_Excerpt to read_
The Taylor expansion locally fits a polynom based on the n first derivatives.
If you want to find the "best" nth-degree polynom to approximate the sine function, functional analysis gives the tools for solving that optimization in closed form.
By selecting an appropriate norm (in function space) you can minimize either the maximum error or the error integral over some range (e.g. the 0-\pi range).
Here's a video on the subject. You might want to watch earlier ones also for more context.
It’s worth noting that for fixed-precision math libraries, we usually want the best approximation in the (possibly weighted) L-inf sense, which doesn’t generally have a closed-form solution, so we use iterative methods to generate approximations instead.
Seems also worth noting that although the usual algorithm for finding the minimax polynomial is the very old Remez algorithm, I'm playing with a minimax finder that relies on what I think is a novel algorithm. My algorithm seems better than Remez, and certainly beats it (as in, finds the solution when Remez can not) in many cases, even though I don't have an analysis of the algorithm.
The main idea is to use linear programming with some chosen points from the interval to look for the polynomial that approximates the chosen function over that interval. Unlike Remez, this enables control over which individual points from the interval are chosen as representatives, which enables avoiding ill-behaved points. An example of where this leads to improvements over Remez is when optimizing relative error: Remez would trip over zeros of the function, because they cause singularities in the relative error, however my algorithm works (by avoiding ill-behaved points) as long as the discontinuities are removable.

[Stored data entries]

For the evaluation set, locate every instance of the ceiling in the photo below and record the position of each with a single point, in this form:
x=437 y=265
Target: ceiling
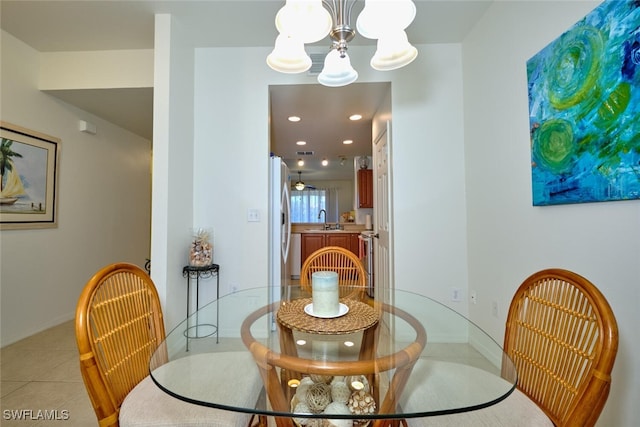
x=87 y=25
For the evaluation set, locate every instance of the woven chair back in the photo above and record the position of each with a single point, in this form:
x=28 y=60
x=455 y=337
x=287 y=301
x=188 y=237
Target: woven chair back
x=350 y=270
x=563 y=338
x=119 y=324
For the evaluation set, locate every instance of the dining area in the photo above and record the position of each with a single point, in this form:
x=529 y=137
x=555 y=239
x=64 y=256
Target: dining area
x=303 y=360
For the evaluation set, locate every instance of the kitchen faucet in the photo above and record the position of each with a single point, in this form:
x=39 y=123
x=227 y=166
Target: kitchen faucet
x=325 y=217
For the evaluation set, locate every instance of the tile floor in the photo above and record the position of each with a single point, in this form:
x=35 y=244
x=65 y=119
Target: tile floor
x=41 y=382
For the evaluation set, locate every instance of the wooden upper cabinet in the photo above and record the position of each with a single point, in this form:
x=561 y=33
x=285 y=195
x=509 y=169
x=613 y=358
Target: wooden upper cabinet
x=365 y=188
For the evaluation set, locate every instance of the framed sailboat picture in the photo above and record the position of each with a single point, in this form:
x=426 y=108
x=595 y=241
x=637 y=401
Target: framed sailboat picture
x=29 y=163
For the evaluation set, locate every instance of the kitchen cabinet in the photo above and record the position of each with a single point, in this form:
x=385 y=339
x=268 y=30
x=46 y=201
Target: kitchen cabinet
x=365 y=188
x=311 y=242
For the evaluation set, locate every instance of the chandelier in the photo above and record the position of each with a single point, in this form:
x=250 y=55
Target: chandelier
x=299 y=185
x=301 y=22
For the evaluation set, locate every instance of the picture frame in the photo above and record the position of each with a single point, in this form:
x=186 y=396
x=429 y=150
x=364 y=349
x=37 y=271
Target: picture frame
x=29 y=171
x=584 y=110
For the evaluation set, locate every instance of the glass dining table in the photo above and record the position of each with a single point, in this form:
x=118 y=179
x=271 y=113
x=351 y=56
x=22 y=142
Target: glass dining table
x=375 y=362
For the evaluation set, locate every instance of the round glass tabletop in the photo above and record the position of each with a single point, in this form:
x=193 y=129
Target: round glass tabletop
x=407 y=356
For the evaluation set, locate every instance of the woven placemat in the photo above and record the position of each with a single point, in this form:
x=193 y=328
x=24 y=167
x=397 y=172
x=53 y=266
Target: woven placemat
x=359 y=317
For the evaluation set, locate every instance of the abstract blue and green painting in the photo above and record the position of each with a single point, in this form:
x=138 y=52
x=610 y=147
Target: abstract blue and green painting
x=584 y=109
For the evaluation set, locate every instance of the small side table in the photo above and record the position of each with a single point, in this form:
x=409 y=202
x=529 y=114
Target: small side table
x=197 y=273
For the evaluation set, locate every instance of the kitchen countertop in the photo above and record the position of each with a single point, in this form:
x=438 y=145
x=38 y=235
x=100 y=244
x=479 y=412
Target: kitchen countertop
x=318 y=228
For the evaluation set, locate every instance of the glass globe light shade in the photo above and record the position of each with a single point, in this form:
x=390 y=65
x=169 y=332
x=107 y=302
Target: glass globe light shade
x=379 y=16
x=289 y=56
x=394 y=51
x=307 y=20
x=337 y=71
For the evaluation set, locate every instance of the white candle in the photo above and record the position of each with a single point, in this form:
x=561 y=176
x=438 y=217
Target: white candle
x=324 y=289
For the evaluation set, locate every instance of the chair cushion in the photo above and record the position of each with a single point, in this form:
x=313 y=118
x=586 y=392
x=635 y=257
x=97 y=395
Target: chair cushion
x=517 y=410
x=237 y=377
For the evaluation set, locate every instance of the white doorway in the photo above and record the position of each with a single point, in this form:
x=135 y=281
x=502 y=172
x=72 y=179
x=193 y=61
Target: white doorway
x=382 y=212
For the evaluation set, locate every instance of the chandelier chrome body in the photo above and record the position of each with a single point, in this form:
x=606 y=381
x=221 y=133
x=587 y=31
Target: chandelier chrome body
x=302 y=22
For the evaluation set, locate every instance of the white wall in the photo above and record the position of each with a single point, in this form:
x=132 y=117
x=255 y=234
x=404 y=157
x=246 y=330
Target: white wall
x=232 y=149
x=173 y=179
x=509 y=238
x=104 y=204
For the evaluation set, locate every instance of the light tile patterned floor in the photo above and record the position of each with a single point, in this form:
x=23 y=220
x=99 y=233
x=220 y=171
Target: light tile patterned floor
x=41 y=382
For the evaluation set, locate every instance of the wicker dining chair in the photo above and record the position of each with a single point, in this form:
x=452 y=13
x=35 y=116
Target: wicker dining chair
x=119 y=325
x=563 y=338
x=352 y=278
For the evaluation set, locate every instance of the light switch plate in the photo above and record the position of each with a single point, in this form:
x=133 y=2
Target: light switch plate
x=253 y=215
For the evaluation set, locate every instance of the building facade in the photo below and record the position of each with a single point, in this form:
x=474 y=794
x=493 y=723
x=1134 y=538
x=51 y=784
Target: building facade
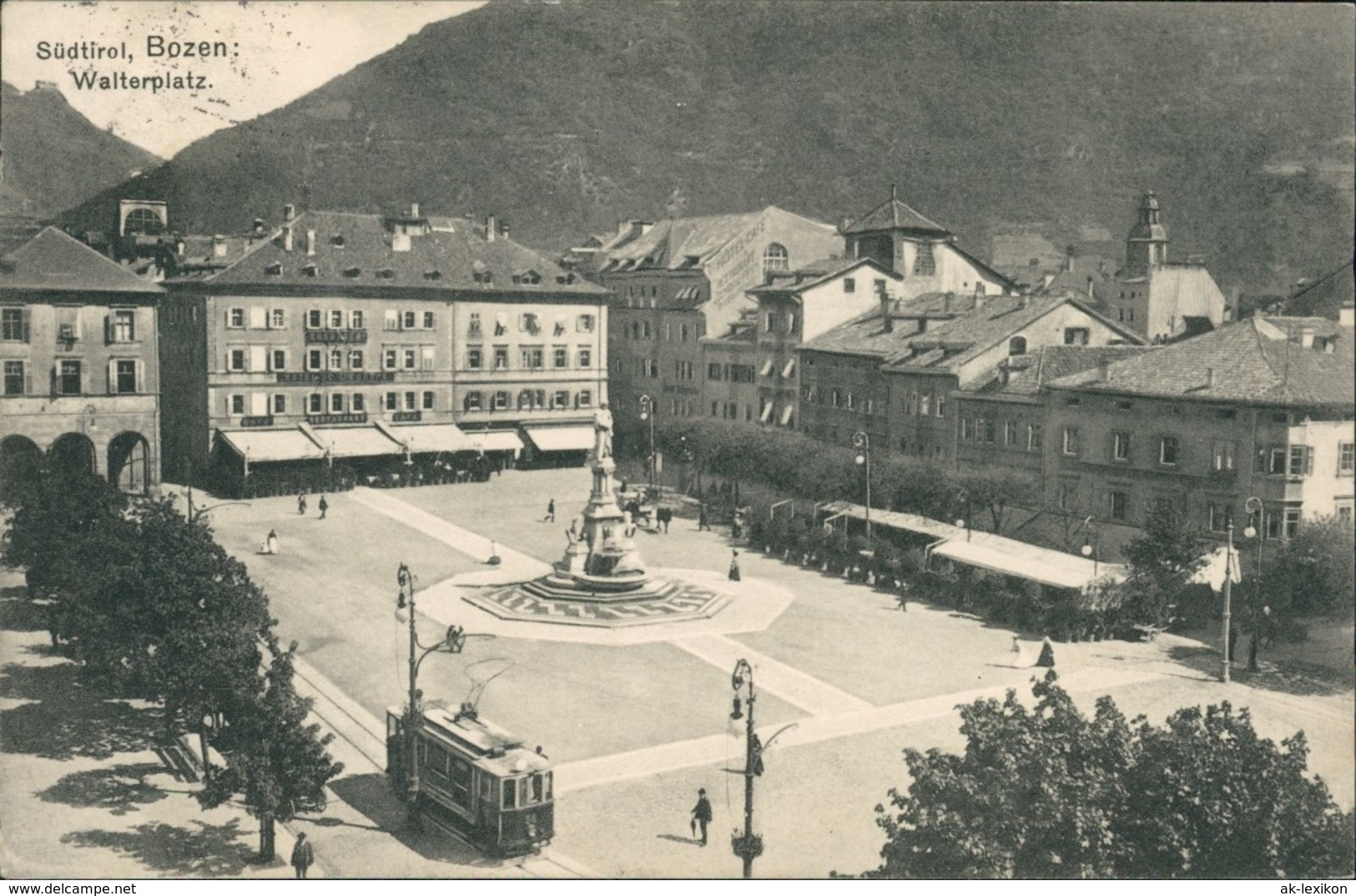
x=79 y=354
x=365 y=338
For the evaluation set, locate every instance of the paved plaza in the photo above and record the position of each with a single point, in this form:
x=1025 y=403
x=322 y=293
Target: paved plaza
x=638 y=717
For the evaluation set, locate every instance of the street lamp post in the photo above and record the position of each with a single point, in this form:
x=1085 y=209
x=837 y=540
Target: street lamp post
x=1093 y=546
x=963 y=498
x=749 y=845
x=647 y=412
x=1254 y=509
x=861 y=442
x=451 y=642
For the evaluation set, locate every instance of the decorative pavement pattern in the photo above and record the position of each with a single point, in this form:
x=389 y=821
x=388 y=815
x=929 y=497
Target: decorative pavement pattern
x=674 y=601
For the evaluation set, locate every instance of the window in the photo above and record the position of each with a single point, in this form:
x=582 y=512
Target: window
x=123 y=325
x=125 y=377
x=1167 y=451
x=1070 y=444
x=776 y=258
x=1301 y=461
x=1223 y=457
x=14 y=379
x=1121 y=446
x=13 y=325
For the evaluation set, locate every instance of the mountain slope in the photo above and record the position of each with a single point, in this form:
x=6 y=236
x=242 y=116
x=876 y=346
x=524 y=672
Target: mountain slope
x=54 y=158
x=566 y=117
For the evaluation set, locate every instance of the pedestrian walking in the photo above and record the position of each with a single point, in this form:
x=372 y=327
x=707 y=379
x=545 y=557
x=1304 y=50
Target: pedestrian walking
x=701 y=815
x=303 y=856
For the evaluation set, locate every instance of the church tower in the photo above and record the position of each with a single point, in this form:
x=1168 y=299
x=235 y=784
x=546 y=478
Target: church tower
x=1146 y=249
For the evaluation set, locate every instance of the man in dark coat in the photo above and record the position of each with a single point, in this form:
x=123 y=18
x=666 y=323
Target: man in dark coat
x=303 y=856
x=701 y=813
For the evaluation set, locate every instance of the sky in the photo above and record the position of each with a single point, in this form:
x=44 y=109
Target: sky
x=275 y=50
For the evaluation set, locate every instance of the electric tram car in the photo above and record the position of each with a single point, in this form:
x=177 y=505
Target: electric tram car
x=476 y=781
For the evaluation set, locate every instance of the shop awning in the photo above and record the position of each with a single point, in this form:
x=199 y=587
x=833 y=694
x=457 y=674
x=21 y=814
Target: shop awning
x=495 y=440
x=1028 y=561
x=560 y=438
x=441 y=437
x=365 y=440
x=260 y=446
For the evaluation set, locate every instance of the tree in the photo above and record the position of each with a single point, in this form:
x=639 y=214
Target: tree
x=275 y=759
x=1162 y=560
x=1050 y=793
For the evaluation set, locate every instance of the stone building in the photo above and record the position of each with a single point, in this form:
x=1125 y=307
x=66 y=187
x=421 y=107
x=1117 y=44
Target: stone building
x=79 y=351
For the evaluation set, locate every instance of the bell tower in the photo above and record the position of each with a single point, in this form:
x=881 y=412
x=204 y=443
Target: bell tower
x=1146 y=247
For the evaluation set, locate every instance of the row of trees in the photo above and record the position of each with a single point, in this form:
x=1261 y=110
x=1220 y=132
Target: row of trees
x=152 y=607
x=1050 y=793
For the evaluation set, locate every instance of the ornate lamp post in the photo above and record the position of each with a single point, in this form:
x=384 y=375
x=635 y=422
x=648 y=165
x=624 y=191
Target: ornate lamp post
x=963 y=498
x=748 y=846
x=1093 y=546
x=1254 y=509
x=861 y=442
x=451 y=642
x=647 y=412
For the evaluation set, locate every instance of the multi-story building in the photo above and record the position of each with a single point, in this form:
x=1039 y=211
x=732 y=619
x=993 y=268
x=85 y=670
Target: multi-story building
x=1157 y=299
x=1258 y=410
x=79 y=354
x=799 y=305
x=687 y=278
x=362 y=338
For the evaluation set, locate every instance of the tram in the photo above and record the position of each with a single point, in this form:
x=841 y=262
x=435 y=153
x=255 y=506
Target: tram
x=476 y=781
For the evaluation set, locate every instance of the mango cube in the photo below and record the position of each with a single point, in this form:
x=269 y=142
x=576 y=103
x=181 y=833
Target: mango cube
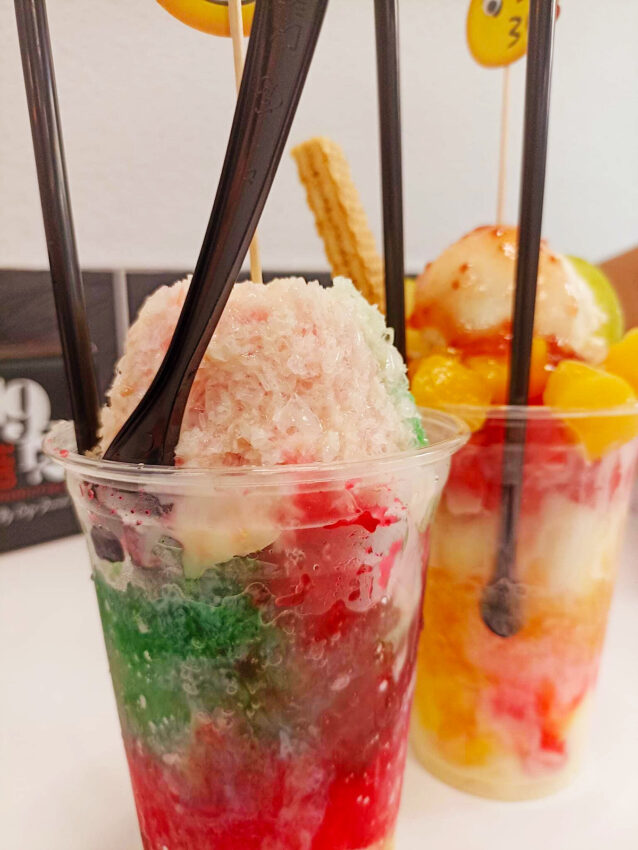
x=622 y=359
x=577 y=386
x=442 y=380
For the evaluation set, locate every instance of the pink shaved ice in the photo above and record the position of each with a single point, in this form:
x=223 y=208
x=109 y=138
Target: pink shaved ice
x=295 y=373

_What you need to do_
(1) Decide whether each statement below agrees with the thread on polynomial approximation of the sine function, answering yes or no and quoting the words of the thread that decide it. (a) The Remez algorithm is described as very old. (b) The best approximation in the L-inf sense generally has a closed-form solution. (c) The new algorithm works even when the discontinuities are not removable.
(2) Proceed with the thread on polynomial approximation of the sine function, picking up after its last sentence.

_Outputs for the tasks_
(1)
(a) Yes: "the usual algorithm for finding the minimax polynomial is the very old Remez algorithm"
(b) No: "which doesn’t generally have a closed-form solution"
(c) No: "as long as the discontinuities are removable"

(2)
My algorithm is also a lot more flexible than Remez', for example it allows optimizing over multiple intervals instead of a single one.
1. Their LP constraint matrix is just a Vandermonde matrix according to the linked paper, while my code formulates the LP problem in a smarter way that should make the job much easier for the LP solver. I guess this improvement would be easy to adopt on their end.
2. The linked paper focuses on tiny types like BFloat16, but they mention scalability with large data types as a future goal. My focus was on larger types like IEEE-754 binary64 (double in C) from the start.
3. They account for range reduction and output compensation! This seems really nice, I hope that whatever they did can be applied to my approach to improve it.
I’d like to add to this that iterative solutions are wonderful, and often better than closed-form solutions in a lot of ways. Of course you know that already :-)
oh... also, sine table isn't just a performance thing. Hedgewars does fixed point custom math for deterministic lockstep, so keeps the math simple and predictable on various compilers/hardware.
One of the things I loved most about reading kernel and libc (or rather, libm) sources was the floating-point and FP emulation code. I thought it was immensely cool to see what others just expected an FPU instruction to do, someone had not only written out in C, but also wrote comments explaining the mathematics (rendered in ASCII), often with numerical analysis about error propagation, accuracy, etc.
So in the implementation of cos_table_*_LERP, you did technically 2 step range reduction:
1. Reduce x = x mod 2*pi
2. Reduce index = floor(x / 10^-n), and i - index = 10^n * (x mod 10^-n)
With limited input range and required precision as in the tests, you can combine these 2 range reduction steps:
1. Choose the reduced range as power of 2 instead of power of 10 for cheaper modulus operation, let say 2^-N = 2^-7.
2. Avoid the division in modd(x, CONST_2PI) by multiplying by 2^N / pi.
3. Avoid the round trip double -> int -> double by using the floor function / instruction.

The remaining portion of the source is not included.